## start GIVEN RECORDS

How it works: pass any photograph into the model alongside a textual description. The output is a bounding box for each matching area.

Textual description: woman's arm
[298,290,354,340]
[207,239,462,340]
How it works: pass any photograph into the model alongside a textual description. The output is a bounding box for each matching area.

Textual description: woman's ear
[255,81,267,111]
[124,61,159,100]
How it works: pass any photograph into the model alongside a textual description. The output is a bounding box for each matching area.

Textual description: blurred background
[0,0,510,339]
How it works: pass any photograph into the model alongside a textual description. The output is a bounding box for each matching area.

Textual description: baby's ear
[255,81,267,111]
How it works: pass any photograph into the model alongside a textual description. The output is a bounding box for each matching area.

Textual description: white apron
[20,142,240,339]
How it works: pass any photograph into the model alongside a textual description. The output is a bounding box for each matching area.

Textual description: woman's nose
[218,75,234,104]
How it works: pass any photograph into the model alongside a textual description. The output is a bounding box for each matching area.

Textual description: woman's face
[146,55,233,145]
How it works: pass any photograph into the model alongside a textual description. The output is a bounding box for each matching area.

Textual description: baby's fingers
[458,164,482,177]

## end GIVEN RECORDS

● **REQUIRED TASK**
Rewrite all of the data above, replacing "bounding box" with "rectangle" wherever it occurs and leaving everything else unchanged.

● **EXERCISE RESULT**
How it works: pass any photograph into the model alongside a textual description. The output is a rectangle for each matching area.

Textual description: woman's arm
[298,290,354,340]
[207,239,462,340]
How it works: pass any photograph into the model alongside a textual description. The output is a rectangle for each matching area.

Textual description: woman's ear
[255,81,267,111]
[124,61,159,100]
How it works: pass any photograph into the model alongside a textual description. The output is a rectangle for each matching area.

Textual description: blurred background
[0,0,510,339]
How it works: pass any photograph into the model alongside a textual description. The output is a rectangle for each matching area.

Textual description: baby's ear
[255,81,267,111]
How it works: pass any photograph into the model alongside a textual description. The output is a rectangle for each matching area.

Textual description: white apron
[20,142,240,339]
How it works: pass any photograph into the model alongside a textual description. The output is a rectangle for each matching area.

Textual description: woman's nose
[218,75,234,104]
How it works: pass any photograph into the model alongside a textual description. The output is a rectangle for each matching area.

Textual description: woman's face
[146,55,233,145]
How it works: pass any photograph into the model alongside a textual description. The output is a rectangle for each matching area.

Textual description: baby's fingers
[458,164,482,177]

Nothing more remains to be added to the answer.